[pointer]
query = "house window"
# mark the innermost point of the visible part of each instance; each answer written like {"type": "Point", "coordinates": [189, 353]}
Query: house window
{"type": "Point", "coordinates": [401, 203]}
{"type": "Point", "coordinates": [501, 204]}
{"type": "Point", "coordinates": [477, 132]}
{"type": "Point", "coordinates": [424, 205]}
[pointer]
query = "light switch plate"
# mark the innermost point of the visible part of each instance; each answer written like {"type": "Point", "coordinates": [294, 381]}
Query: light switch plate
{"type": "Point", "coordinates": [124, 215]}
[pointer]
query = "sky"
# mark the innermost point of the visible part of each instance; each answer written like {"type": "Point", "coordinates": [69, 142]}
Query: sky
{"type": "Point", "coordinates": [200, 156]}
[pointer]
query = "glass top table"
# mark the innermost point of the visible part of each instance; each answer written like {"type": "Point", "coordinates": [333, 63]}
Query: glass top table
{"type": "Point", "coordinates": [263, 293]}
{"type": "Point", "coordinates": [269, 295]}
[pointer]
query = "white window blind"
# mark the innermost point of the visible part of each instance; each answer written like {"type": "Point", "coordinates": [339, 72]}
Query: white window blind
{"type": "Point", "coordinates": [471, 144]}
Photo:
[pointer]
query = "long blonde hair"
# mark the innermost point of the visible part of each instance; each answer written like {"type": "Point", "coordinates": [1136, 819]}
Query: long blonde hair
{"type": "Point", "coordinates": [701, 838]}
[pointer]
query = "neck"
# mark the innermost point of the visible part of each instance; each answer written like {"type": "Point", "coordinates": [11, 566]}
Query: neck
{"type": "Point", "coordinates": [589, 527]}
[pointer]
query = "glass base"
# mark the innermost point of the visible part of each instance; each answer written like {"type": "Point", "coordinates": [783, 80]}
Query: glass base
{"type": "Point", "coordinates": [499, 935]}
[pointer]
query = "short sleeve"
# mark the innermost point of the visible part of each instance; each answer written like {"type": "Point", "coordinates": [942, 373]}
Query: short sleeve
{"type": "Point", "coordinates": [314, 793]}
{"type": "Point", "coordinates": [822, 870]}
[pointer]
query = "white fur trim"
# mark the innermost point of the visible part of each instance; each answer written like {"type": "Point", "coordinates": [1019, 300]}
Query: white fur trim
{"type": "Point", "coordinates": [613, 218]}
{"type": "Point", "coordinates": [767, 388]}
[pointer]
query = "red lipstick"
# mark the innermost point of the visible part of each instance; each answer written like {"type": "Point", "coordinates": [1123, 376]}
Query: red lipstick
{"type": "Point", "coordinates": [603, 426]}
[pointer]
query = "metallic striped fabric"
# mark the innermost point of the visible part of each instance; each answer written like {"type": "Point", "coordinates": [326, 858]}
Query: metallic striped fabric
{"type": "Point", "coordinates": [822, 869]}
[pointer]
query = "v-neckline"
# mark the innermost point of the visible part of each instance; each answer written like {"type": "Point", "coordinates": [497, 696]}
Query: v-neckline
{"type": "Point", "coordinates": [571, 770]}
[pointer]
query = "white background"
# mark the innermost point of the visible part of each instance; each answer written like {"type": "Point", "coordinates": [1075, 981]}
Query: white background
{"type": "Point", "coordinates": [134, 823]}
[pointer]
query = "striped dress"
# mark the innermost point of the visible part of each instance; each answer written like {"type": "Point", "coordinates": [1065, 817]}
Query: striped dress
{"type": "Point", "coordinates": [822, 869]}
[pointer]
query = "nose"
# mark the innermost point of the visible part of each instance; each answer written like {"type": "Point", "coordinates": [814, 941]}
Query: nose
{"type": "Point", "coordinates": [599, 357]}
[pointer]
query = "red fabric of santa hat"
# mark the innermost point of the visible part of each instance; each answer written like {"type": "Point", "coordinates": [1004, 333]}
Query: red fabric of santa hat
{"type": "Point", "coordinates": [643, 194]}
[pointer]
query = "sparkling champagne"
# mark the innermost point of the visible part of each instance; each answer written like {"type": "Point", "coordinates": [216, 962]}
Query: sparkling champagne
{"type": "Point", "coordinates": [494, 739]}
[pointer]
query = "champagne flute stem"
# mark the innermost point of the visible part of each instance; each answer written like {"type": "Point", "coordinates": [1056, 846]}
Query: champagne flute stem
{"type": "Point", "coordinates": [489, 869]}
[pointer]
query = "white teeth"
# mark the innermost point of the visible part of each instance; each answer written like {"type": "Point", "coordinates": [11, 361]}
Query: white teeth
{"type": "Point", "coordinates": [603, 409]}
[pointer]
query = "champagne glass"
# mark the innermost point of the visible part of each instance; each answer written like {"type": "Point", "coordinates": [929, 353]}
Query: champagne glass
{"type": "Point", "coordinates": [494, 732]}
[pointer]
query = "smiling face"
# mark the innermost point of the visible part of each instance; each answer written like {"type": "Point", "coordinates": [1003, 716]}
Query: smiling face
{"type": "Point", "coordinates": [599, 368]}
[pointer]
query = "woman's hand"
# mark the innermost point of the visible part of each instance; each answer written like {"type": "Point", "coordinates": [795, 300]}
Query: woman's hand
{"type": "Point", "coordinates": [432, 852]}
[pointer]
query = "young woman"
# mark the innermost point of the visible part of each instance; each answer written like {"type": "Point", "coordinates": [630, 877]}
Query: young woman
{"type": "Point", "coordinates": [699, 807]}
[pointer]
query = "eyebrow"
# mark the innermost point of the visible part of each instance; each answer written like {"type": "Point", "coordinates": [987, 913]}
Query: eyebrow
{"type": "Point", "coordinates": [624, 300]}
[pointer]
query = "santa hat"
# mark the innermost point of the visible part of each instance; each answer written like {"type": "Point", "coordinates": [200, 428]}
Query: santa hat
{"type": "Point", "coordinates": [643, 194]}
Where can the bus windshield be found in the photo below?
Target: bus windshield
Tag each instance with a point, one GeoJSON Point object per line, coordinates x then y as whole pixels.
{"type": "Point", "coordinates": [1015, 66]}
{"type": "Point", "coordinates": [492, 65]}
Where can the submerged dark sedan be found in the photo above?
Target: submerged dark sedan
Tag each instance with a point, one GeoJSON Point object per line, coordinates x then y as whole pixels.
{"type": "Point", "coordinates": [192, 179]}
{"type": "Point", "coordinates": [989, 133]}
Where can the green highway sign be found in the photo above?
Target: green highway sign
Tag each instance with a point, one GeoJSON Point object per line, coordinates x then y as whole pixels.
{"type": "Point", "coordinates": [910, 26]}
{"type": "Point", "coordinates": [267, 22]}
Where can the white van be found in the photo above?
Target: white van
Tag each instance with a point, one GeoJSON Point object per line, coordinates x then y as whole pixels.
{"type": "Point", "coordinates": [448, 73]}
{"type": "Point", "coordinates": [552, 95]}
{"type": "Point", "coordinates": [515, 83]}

--------

## Your objective
Write all of the records out again exactly.

## Solution to this problem
[pointer]
query = "house window"
# mark the innermost point of the visible part of each instance; each answer written like {"type": "Point", "coordinates": [189, 353]}
Query: house window
{"type": "Point", "coordinates": [401, 203]}
{"type": "Point", "coordinates": [501, 204]}
{"type": "Point", "coordinates": [477, 132]}
{"type": "Point", "coordinates": [424, 205]}
[pointer]
query = "light switch plate"
# mark the innermost point of the visible part of each instance; each answer written like {"type": "Point", "coordinates": [294, 381]}
Query: light switch plate
{"type": "Point", "coordinates": [124, 215]}
[pointer]
query = "sky"
# mark the innermost point of the visible part of each instance; each answer written like {"type": "Point", "coordinates": [69, 142]}
Query: sky
{"type": "Point", "coordinates": [200, 156]}
[pointer]
query = "glass top table"
# mark the innermost point of the visible part of each instance; each answer written like {"type": "Point", "coordinates": [333, 63]}
Query: glass top table
{"type": "Point", "coordinates": [263, 293]}
{"type": "Point", "coordinates": [269, 295]}
[pointer]
query = "white window blind"
# mark the innermost point of the visible part of each instance; each answer written like {"type": "Point", "coordinates": [339, 72]}
Query: white window blind
{"type": "Point", "coordinates": [471, 144]}
Photo:
[pointer]
query = "long blonde hair"
# mark the innermost point of the visible part of each instance; each answer written like {"type": "Point", "coordinates": [1136, 819]}
Query: long blonde hair
{"type": "Point", "coordinates": [701, 838]}
[pointer]
query = "neck"
# mark the innermost point of the visible part of each instance; each answer written like {"type": "Point", "coordinates": [11, 566]}
Query: neck
{"type": "Point", "coordinates": [589, 527]}
[pointer]
query = "glass base"
# mark the innermost point of the visible part of each instance; each answer written like {"type": "Point", "coordinates": [783, 80]}
Query: glass base
{"type": "Point", "coordinates": [499, 935]}
[pointer]
query = "short sleeve"
# mark the innermost point of the visible part of each instance; each answer written like {"type": "Point", "coordinates": [942, 373]}
Query: short sleeve
{"type": "Point", "coordinates": [314, 793]}
{"type": "Point", "coordinates": [822, 870]}
[pointer]
query = "white fur trim"
# mark the innermost point of the visible part of each instance; each answer written like {"type": "Point", "coordinates": [1019, 300]}
Query: white fur trim
{"type": "Point", "coordinates": [613, 218]}
{"type": "Point", "coordinates": [767, 388]}
[pointer]
query = "red lipstick"
# mark the innermost point of the visible part of each instance; each answer written like {"type": "Point", "coordinates": [1123, 376]}
Query: red lipstick
{"type": "Point", "coordinates": [603, 426]}
[pointer]
query = "metallic striped fabric"
# mark the innermost point of the visible part of each instance; each answer written like {"type": "Point", "coordinates": [326, 858]}
Query: metallic striped fabric
{"type": "Point", "coordinates": [822, 869]}
[pointer]
query = "v-neckline"
# mark the innermost point of the visible part of each instance; each answer written like {"type": "Point", "coordinates": [497, 696]}
Query: v-neckline
{"type": "Point", "coordinates": [571, 770]}
[pointer]
query = "white background"
# mark the innermost point of the visible part of each instance; each answer written like {"type": "Point", "coordinates": [1075, 981]}
Query: white background
{"type": "Point", "coordinates": [134, 823]}
[pointer]
query = "striped dress"
# mark the innermost point of the visible part of each instance; each answer written like {"type": "Point", "coordinates": [1065, 817]}
Query: striped dress
{"type": "Point", "coordinates": [822, 869]}
[pointer]
query = "nose"
# mark the innermost point of the visible part of each instance; each answer written like {"type": "Point", "coordinates": [814, 941]}
Query: nose
{"type": "Point", "coordinates": [599, 357]}
[pointer]
query = "red fabric of santa hat"
# mark the innermost point of the visible part of each instance; each answer written like {"type": "Point", "coordinates": [1004, 333]}
Query: red fabric of santa hat
{"type": "Point", "coordinates": [643, 194]}
[pointer]
query = "sparkling champagne"
# mark the innermost point of the visible part of each instance; each answer written like {"type": "Point", "coordinates": [216, 962]}
Query: sparkling champagne
{"type": "Point", "coordinates": [494, 739]}
[pointer]
query = "champagne flute stem"
# mark the innermost point of the visible part of each instance; each answer written like {"type": "Point", "coordinates": [1056, 846]}
Query: champagne flute stem
{"type": "Point", "coordinates": [489, 869]}
[pointer]
query = "white teeth"
# mark the innermost point of the visible part of each instance; each answer written like {"type": "Point", "coordinates": [11, 361]}
Query: white teeth
{"type": "Point", "coordinates": [603, 409]}
[pointer]
query = "champagne glass"
# mark the innermost point of the visible part of each instance; each answer written like {"type": "Point", "coordinates": [929, 353]}
Query: champagne glass
{"type": "Point", "coordinates": [494, 732]}
[pointer]
query = "smiling face"
# mark the innermost point of the visible part of each instance; each answer written like {"type": "Point", "coordinates": [1003, 716]}
Query: smiling face
{"type": "Point", "coordinates": [599, 368]}
[pointer]
query = "woman's hand"
# mark the innermost point of the visible part of each instance; each answer written like {"type": "Point", "coordinates": [795, 300]}
Query: woman's hand
{"type": "Point", "coordinates": [432, 852]}
[pointer]
query = "young woman"
# mark the innermost point of the visible part of each instance; each answer written like {"type": "Point", "coordinates": [630, 877]}
Query: young woman
{"type": "Point", "coordinates": [699, 807]}
[pointer]
query = "eyebrow"
# mark the innermost point of the visible part of each instance; each answer written like {"type": "Point", "coordinates": [987, 913]}
Query: eyebrow
{"type": "Point", "coordinates": [624, 300]}
[pointer]
query = "santa hat"
# mark the innermost point of the visible part of each instance; each answer written like {"type": "Point", "coordinates": [200, 428]}
Query: santa hat
{"type": "Point", "coordinates": [643, 194]}
Where can the bus windshield be found in the photo below?
Target: bus windshield
Tag each instance with a point, one GeoJSON Point object per line, coordinates x then y as whole pixels.
{"type": "Point", "coordinates": [1015, 66]}
{"type": "Point", "coordinates": [492, 65]}
Where can the submerged dark sedan be found in the photo above?
Target: submerged dark sedan
Tag each instance with a point, one GeoJSON Point object per line, coordinates x then y as whole pixels.
{"type": "Point", "coordinates": [192, 179]}
{"type": "Point", "coordinates": [989, 133]}
Where can the green highway sign be found in the photo above?
Target: green highway sign
Tag each instance with a point, one GeoJSON Point object per line, coordinates x then y as whole pixels.
{"type": "Point", "coordinates": [910, 26]}
{"type": "Point", "coordinates": [267, 22]}
Where can the white van be found in the photo above?
Target: white van
Tag each instance with a point, one GeoJSON Point object per line, coordinates x then y as whole pixels.
{"type": "Point", "coordinates": [448, 73]}
{"type": "Point", "coordinates": [552, 95]}
{"type": "Point", "coordinates": [515, 83]}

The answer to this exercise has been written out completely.